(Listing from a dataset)

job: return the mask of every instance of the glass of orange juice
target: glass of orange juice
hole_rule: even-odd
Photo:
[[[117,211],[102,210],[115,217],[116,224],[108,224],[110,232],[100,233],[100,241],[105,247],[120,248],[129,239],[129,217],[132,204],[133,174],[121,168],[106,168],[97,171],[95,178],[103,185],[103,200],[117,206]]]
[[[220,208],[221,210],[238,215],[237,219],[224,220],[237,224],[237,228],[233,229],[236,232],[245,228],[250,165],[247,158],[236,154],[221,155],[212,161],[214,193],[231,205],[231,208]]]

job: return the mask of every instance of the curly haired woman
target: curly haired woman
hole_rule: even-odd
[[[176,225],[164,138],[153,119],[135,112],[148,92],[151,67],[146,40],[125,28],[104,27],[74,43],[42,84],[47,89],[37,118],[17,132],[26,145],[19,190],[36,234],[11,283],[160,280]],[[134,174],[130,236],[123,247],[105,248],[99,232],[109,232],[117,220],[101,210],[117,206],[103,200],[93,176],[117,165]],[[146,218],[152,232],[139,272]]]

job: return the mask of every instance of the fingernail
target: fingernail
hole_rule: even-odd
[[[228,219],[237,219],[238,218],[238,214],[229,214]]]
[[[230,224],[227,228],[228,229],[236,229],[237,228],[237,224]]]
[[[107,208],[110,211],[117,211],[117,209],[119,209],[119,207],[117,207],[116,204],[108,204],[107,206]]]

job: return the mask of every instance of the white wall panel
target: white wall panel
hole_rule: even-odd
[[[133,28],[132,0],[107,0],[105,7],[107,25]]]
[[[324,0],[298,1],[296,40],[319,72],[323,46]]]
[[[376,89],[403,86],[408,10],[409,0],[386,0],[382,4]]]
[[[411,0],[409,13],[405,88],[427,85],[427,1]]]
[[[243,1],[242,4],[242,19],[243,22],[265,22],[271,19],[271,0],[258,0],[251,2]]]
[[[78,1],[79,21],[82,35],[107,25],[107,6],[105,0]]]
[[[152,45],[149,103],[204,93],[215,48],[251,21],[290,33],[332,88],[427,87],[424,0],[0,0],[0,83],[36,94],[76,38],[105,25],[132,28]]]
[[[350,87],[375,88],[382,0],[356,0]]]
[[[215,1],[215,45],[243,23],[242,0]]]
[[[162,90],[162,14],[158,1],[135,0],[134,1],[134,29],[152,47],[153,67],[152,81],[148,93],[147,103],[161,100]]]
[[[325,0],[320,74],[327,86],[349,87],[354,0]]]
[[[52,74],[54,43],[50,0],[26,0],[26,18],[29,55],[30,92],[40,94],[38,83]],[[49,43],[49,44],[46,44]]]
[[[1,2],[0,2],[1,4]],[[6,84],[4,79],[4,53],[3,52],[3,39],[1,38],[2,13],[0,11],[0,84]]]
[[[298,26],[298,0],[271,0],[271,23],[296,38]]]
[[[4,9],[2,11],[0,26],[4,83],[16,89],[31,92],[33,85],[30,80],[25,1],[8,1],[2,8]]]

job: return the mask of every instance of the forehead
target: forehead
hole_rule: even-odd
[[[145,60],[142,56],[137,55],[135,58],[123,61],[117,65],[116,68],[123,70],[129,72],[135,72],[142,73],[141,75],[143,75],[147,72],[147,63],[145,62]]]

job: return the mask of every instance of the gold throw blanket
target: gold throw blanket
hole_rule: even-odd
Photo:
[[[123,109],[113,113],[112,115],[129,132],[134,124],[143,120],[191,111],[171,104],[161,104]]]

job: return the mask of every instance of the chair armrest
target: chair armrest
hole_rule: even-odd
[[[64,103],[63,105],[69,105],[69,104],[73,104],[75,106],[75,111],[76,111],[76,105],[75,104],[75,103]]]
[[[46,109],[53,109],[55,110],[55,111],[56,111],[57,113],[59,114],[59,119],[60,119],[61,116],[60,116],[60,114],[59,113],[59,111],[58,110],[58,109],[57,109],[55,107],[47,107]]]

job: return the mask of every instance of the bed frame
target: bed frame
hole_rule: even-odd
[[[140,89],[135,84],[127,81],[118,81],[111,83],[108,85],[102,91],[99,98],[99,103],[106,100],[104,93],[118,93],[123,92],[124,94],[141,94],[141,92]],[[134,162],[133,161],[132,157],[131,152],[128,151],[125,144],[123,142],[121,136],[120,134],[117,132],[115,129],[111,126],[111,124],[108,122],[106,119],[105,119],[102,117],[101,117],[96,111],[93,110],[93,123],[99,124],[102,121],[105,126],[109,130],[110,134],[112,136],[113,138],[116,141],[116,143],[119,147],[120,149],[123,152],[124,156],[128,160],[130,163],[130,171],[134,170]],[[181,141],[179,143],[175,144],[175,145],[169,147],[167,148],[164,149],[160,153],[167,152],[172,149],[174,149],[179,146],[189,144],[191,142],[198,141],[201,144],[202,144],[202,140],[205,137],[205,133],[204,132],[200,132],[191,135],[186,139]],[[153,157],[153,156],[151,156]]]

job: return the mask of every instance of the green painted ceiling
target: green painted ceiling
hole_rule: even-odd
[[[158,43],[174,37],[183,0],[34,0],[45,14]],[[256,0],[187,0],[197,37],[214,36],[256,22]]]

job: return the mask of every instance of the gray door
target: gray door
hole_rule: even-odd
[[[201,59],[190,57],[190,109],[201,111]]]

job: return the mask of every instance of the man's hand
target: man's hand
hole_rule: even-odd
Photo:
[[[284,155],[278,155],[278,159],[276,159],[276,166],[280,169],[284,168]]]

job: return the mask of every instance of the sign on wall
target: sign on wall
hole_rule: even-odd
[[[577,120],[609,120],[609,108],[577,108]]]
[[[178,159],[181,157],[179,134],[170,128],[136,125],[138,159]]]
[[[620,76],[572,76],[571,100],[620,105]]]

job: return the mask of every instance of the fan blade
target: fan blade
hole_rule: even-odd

**TASK REQUIREMENTS**.
Reproduce the listing above line for line, with no changes.

**EXERCISE OUTPUT**.
job: return the mask of every instance of the glass of orange juice
target: glass of orange juice
hole_rule: even-odd
Photo:
[[[117,211],[102,210],[115,217],[116,224],[108,224],[110,232],[100,233],[100,241],[105,247],[120,248],[129,239],[129,217],[132,204],[133,174],[121,168],[106,168],[97,171],[95,178],[103,185],[103,200],[117,206]]]
[[[220,208],[221,210],[238,215],[237,219],[224,220],[237,224],[237,228],[233,229],[236,232],[245,228],[250,165],[247,158],[236,154],[221,155],[212,161],[214,193],[231,205],[231,208]]]

job: return the mask of every instance of the curly haired woman
target: curly haired woman
hole_rule: even-odd
[[[176,225],[164,138],[153,119],[135,112],[148,92],[151,67],[146,40],[125,28],[104,27],[74,43],[42,84],[47,89],[37,118],[17,132],[26,145],[19,190],[36,234],[11,283],[160,280]],[[134,174],[130,236],[123,247],[105,248],[99,232],[109,232],[117,220],[101,210],[117,206],[103,200],[93,176],[117,165]],[[146,218],[152,232],[139,272]]]

job: return the mask of every instance of the fingernail
target: fingernail
hole_rule: even-odd
[[[228,219],[237,219],[238,218],[238,214],[229,214]]]
[[[230,224],[227,228],[228,229],[236,229],[237,228],[237,224]]]
[[[107,208],[110,211],[117,211],[117,209],[119,209],[119,207],[117,207],[116,204],[108,204],[107,206]]]

job: return the mask of every instance of the white wall panel
target: white wall panel
hole_rule: even-odd
[[[133,28],[132,0],[107,0],[105,7],[107,25]]]
[[[324,0],[298,1],[296,40],[319,72],[323,46]]]
[[[376,89],[403,86],[408,10],[409,0],[386,0],[382,4]]]
[[[411,0],[409,13],[405,88],[427,85],[427,1]]]
[[[243,1],[242,4],[242,19],[243,22],[265,22],[271,19],[271,0],[258,0],[251,2]]]
[[[78,1],[79,21],[82,35],[107,25],[107,6],[105,0]]]
[[[152,45],[149,103],[204,93],[215,48],[251,21],[290,33],[332,88],[427,87],[424,0],[0,0],[0,83],[36,94],[76,38],[105,25],[132,28]]]
[[[350,87],[375,88],[382,0],[356,0]]]
[[[215,1],[215,45],[243,23],[242,0]]]
[[[162,90],[162,14],[158,1],[135,0],[134,1],[134,29],[152,47],[153,67],[152,81],[148,93],[147,103],[161,100]]]
[[[325,0],[320,74],[327,86],[349,87],[354,0]]]
[[[52,74],[54,43],[50,0],[26,0],[26,18],[29,55],[30,92],[40,94],[38,83]],[[49,43],[49,44],[46,44]]]
[[[1,2],[0,2],[1,4]],[[6,84],[4,79],[4,53],[3,52],[3,39],[1,38],[2,13],[0,11],[0,84]]]
[[[298,26],[298,0],[271,0],[271,23],[296,38]]]
[[[4,9],[2,11],[0,26],[4,83],[16,89],[31,92],[33,85],[30,80],[25,1],[8,1],[2,8]]]

job: return the mask of every instance of the forehead
target: forehead
hole_rule: even-odd
[[[145,60],[142,56],[137,55],[135,58],[123,61],[117,65],[116,68],[123,70],[129,72],[135,72],[142,73],[141,75],[143,75],[147,72],[147,63],[145,62]]]

job: return the mask of every instance of the gold throw blanket
target: gold throw blanket
hole_rule: even-odd
Photo:
[[[123,109],[113,113],[112,115],[129,132],[134,124],[143,120],[191,111],[171,104],[161,104]]]

job: return the mask of every instance of the chair armrest
target: chair armrest
hole_rule: even-odd
[[[64,103],[63,105],[69,105],[69,104],[73,104],[75,106],[75,111],[76,111],[76,105],[75,104],[75,103]]]
[[[46,109],[53,109],[55,110],[55,111],[56,111],[57,113],[59,114],[59,119],[60,119],[61,116],[60,116],[60,114],[59,113],[59,111],[58,110],[58,109],[57,109],[55,107],[47,107]]]

job: return the mask of every instance of the bed frame
target: bed frame
hole_rule: even-odd
[[[140,89],[135,84],[127,81],[118,81],[111,83],[108,85],[102,91],[99,98],[99,103],[106,100],[104,93],[118,93],[123,92],[124,94],[141,94],[141,92]],[[134,162],[133,161],[132,157],[131,152],[128,151],[125,144],[123,142],[121,136],[120,134],[117,132],[115,129],[111,126],[111,124],[108,122],[106,119],[105,119],[102,117],[101,117],[96,111],[93,110],[93,123],[99,124],[102,121],[105,126],[109,130],[110,134],[112,136],[113,138],[116,141],[116,143],[119,147],[120,149],[123,152],[124,156],[128,160],[130,163],[130,171],[134,170]],[[181,141],[179,143],[175,144],[175,145],[169,147],[167,148],[164,149],[160,153],[167,152],[172,149],[174,149],[179,146],[189,144],[191,142],[198,141],[201,144],[202,144],[202,140],[205,137],[205,133],[204,132],[200,132],[191,135],[186,139]],[[153,157],[153,156],[151,156]]]

job: return the mask of every instance of the green painted ceiling
target: green painted ceiling
hole_rule: even-odd
[[[158,43],[174,37],[183,0],[34,0],[45,14]],[[256,0],[187,0],[197,37],[214,36],[256,22]]]

job: return the mask of every instance of the gray door
target: gray door
hole_rule: even-odd
[[[201,59],[190,57],[190,109],[201,111]]]

job: return the mask of every instance of the man's hand
target: man's hand
hole_rule: even-odd
Photo:
[[[284,155],[278,155],[278,159],[276,159],[276,166],[280,169],[284,168]]]

job: return the mask of every instance of the sign on wall
target: sign on wall
hole_rule: even-odd
[[[577,120],[609,120],[609,108],[577,108]]]
[[[178,159],[181,157],[179,134],[170,128],[136,125],[138,159]]]
[[[620,76],[572,76],[571,100],[620,105]]]

job: return the mask of every instance of the fan blade
target: fan blade
hole_rule: even-odd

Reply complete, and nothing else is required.